● AIM OF THE TASK
Leave out every picture and restate word for word the lines from the one with "Practice step: find every instance of the roof" to the final line.

● SUPPLIED INFORMATION
(begin)

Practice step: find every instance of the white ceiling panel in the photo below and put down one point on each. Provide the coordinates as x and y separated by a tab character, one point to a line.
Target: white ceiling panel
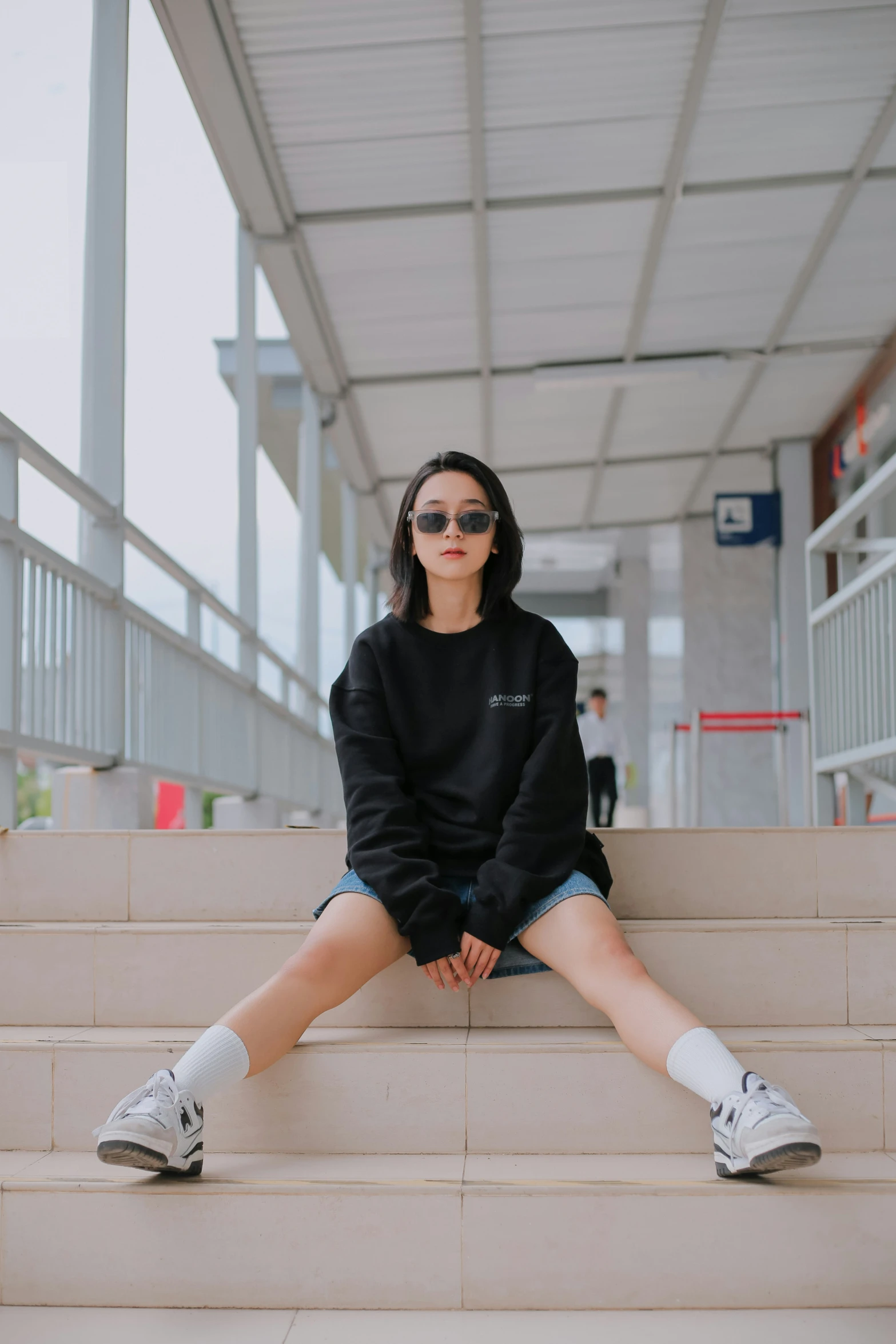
547	499
559	335
535	425
363	93
550	78
563	280
636	492
370	174
503	17
272	26
594	156
771	58
756	9
728	264
676	417
855	291
409	423
778	141
401	292
734	472
795	396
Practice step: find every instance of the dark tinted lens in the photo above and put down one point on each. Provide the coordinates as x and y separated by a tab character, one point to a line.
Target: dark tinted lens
475	522
432	522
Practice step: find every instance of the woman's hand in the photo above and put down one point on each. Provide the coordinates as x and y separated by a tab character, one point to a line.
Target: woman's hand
448	972
476	961
479	957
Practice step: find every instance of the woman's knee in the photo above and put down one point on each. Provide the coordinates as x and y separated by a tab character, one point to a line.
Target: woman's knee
613	959
320	963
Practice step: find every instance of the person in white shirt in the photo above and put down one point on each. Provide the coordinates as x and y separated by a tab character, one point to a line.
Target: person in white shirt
605	743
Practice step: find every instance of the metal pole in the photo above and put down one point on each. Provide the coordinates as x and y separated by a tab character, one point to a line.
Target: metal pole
10	635
674	780
805	750
248	439
309	503
349	562
102	394
781	776
194	796
696	762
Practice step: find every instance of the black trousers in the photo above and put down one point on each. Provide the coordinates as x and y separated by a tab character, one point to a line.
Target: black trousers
602	781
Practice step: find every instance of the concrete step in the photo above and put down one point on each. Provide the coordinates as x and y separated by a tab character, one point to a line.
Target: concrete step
186	1326
143	876
735	972
449	1091
441	1231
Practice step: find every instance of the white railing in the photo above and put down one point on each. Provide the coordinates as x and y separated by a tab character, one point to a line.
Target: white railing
98	681
852	640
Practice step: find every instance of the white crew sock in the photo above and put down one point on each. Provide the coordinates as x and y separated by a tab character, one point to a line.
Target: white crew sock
699	1061
216	1061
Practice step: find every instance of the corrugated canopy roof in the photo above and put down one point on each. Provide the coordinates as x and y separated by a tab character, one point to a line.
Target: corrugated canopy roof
455	194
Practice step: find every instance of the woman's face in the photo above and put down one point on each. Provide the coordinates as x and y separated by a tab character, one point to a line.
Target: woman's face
452	554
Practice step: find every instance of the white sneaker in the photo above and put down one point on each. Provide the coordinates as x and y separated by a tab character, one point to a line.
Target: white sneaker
156	1128
760	1130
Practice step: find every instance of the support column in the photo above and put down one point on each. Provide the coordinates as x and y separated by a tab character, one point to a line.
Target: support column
349	561
635	608
248	447
793	470
375	562
727	601
309	503
194	796
10	636
102	398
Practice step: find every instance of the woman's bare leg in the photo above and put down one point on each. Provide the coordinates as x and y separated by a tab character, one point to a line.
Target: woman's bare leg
351	943
582	941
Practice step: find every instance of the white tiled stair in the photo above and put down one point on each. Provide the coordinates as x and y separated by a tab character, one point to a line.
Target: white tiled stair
491	1152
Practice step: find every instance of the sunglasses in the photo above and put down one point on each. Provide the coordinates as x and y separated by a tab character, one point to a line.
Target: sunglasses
433	522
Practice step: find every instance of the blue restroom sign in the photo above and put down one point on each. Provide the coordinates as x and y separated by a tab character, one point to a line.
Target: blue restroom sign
748	519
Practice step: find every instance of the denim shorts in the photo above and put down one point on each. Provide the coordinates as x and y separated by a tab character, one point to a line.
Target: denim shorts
515	960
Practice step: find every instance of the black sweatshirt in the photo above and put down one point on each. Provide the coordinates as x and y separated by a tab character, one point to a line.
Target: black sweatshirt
461	754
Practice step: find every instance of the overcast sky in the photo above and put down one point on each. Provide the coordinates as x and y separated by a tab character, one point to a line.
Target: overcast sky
180	420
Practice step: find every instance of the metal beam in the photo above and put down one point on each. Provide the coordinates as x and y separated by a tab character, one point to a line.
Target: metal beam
552	201
476	114
671	195
798	289
818	347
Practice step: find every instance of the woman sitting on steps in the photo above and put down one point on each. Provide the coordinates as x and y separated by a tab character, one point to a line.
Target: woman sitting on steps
467	797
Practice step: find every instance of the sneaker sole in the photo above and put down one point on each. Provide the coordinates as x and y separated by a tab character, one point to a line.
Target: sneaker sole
786	1158
120	1152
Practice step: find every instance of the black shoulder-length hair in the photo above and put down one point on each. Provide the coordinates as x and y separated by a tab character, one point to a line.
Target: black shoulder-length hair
410	597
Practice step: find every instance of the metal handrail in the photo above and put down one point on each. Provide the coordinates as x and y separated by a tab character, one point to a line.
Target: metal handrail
736	721
78	646
852	642
90	499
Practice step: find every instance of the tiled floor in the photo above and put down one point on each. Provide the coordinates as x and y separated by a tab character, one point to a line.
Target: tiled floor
112	1326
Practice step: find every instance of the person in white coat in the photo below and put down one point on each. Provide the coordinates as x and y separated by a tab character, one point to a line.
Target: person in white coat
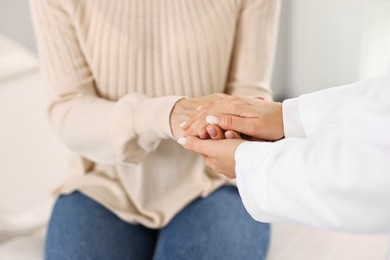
330	168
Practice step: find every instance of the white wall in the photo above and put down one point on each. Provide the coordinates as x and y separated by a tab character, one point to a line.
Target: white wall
15	22
331	42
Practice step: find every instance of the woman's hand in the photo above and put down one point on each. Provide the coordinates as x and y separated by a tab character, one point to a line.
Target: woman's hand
187	108
218	154
250	116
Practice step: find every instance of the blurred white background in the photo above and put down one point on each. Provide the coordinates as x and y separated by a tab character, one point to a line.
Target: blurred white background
322	43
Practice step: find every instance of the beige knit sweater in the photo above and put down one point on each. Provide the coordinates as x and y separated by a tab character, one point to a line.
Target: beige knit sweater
114	70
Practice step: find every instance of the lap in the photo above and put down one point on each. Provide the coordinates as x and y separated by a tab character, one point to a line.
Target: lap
81	228
216	227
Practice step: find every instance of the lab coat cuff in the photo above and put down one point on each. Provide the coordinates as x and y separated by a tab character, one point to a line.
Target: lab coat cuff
251	180
291	119
309	114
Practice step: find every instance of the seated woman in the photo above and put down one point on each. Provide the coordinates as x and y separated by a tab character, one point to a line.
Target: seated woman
121	77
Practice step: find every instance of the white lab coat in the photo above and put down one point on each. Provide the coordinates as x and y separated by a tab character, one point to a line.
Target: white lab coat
333	168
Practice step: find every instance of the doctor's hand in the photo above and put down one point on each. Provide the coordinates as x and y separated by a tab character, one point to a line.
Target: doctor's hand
250	116
218	154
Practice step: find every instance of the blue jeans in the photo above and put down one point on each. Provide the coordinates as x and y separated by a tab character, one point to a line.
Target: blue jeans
216	227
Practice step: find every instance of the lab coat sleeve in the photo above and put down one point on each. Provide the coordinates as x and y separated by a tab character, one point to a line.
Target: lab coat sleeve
336	179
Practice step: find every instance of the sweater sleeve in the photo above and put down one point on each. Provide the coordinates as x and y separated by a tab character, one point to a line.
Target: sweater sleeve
98	129
254	48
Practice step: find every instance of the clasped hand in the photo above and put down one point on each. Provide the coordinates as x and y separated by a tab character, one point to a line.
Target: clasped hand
216	128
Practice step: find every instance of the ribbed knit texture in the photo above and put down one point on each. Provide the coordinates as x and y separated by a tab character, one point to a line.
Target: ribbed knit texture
114	71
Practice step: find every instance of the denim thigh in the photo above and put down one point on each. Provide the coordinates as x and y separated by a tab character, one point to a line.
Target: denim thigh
216	227
81	228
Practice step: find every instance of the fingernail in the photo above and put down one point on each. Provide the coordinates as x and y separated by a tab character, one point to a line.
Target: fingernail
212	132
212	120
182	140
229	135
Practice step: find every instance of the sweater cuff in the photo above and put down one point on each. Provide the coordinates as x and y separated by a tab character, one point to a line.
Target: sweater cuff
152	118
291	120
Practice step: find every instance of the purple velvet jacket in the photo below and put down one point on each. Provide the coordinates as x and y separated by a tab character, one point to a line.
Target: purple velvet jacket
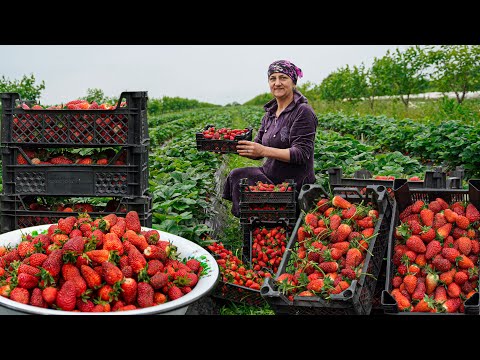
295	128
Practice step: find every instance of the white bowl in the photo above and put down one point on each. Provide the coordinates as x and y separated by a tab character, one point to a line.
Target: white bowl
185	248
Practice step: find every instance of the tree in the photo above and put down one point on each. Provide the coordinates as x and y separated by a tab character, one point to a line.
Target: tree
456	68
26	87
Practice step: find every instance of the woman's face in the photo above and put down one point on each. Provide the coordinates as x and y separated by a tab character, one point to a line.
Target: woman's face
281	85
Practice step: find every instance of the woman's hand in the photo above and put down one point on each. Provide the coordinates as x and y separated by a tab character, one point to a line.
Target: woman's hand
250	149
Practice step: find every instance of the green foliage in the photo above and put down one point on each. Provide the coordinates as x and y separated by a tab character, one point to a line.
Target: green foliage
26	87
170	104
456	69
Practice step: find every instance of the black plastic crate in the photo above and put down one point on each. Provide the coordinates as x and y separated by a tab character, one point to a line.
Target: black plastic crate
267	197
434	179
220	146
280	211
15	212
358	298
405	196
130	179
125	125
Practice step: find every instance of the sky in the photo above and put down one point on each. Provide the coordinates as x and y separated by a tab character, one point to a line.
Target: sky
217	74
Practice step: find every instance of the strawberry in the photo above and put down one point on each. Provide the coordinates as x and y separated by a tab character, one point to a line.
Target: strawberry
133	221
311	220
340	202
152	237
111	273
27	281
98	256
137	240
49	294
427	217
36	299
145	295
112	242
129	288
464	245
92	278
472	213
136	260
66	296
119	228
416	244
174	293
353	258
20	295
462	222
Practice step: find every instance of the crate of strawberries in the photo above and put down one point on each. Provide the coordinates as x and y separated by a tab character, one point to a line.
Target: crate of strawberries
334	256
221	140
433	252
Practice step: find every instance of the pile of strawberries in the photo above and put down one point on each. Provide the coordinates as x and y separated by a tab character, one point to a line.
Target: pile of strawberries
44	157
233	269
333	242
76	105
268	247
262	187
223	133
101	265
436	256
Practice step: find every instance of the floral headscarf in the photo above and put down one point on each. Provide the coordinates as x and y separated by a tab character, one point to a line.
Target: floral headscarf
285	67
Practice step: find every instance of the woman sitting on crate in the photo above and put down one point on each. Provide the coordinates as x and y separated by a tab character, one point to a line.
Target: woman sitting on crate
286	137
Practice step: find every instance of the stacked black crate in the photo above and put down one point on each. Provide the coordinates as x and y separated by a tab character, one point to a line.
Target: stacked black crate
119	183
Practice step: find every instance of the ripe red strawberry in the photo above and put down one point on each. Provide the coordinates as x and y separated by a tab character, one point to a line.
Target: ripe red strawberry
472	213
410	282
92	278
154	266
98	256
433	248
112	242
27	281
49	294
444	231
129	287
75	245
135	259
53	264
66	296
111	273
174	293
20	295
435	206
353	258
416	244
193	264
340	202
137	240
464	245
119	228
133	221
427	217
462	222
144	295
417	206
36	299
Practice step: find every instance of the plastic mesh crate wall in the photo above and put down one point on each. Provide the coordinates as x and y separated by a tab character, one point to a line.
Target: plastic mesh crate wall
358	298
79	180
122	126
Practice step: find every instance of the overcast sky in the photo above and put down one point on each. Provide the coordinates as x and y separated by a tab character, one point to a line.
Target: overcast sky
218	74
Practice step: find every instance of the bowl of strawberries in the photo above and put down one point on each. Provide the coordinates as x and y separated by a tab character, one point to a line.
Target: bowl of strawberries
109	265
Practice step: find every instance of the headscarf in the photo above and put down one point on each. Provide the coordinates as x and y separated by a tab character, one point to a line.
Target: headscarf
285	67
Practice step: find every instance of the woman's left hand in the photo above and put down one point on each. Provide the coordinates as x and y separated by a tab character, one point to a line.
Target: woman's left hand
250	149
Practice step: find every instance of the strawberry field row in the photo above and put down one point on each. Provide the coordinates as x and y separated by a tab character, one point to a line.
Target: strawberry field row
451	143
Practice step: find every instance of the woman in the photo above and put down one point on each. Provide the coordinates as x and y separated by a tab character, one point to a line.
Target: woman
286	137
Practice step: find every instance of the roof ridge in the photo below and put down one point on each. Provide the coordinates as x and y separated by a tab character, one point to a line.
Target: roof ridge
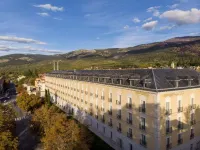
154	79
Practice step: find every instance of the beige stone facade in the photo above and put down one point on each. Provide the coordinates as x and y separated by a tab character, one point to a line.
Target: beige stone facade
137	118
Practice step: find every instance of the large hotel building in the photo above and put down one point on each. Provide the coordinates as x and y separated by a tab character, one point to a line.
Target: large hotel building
141	109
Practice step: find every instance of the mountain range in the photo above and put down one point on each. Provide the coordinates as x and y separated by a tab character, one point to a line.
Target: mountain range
175	48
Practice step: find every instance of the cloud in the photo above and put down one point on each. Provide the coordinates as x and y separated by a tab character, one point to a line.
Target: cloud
28	49
195	33
20	40
173	6
148	19
154	10
149	25
57	18
167	27
181	17
43	14
126	27
136	20
50	7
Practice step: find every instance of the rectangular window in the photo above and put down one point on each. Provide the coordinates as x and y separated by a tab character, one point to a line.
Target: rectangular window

(end)

● EXERCISE OUTPUT
Practice step: find every instance of the roof ridge in the photo below and put down one point on each. Provide the coordinates as x and y separated by a tab character, one point to a line.
Target: roof ridge
154	79
Practice step: find every instance of the beige stone facade in the photo above and put down one point on each. Provide the coordinates as x and y separated by a tab character, one point to a line.
Target: beige stone facade
137	118
Practice step: find every instance of the large hotel building in the photo above and put down one point on each. Provide the coordinates as x and y separated by a tab character, one point to a line.
Target: large hotel building
141	109
Practice step: find every instance of the mountain range in the photo above and put down one point on each. Provide the coordinates as x and y separated by a tab character, one point to a line.
Target: mountain range
175	48
Practice step: find every instance of the cloud in the photo above and put down one point on each. Provide the coordinates as x and y separated by a tab character, one point to a line.
Target: cloud
28	49
195	33
20	40
173	6
148	19
154	10
149	25
57	18
167	27
181	17
43	14
126	27
136	20
50	7
Practice step: find every instance of the rectangular window in the photo above and put down one point on each. Provide the coordinates as x and y separated by a tab character, one point to a line.
Target: rectangular window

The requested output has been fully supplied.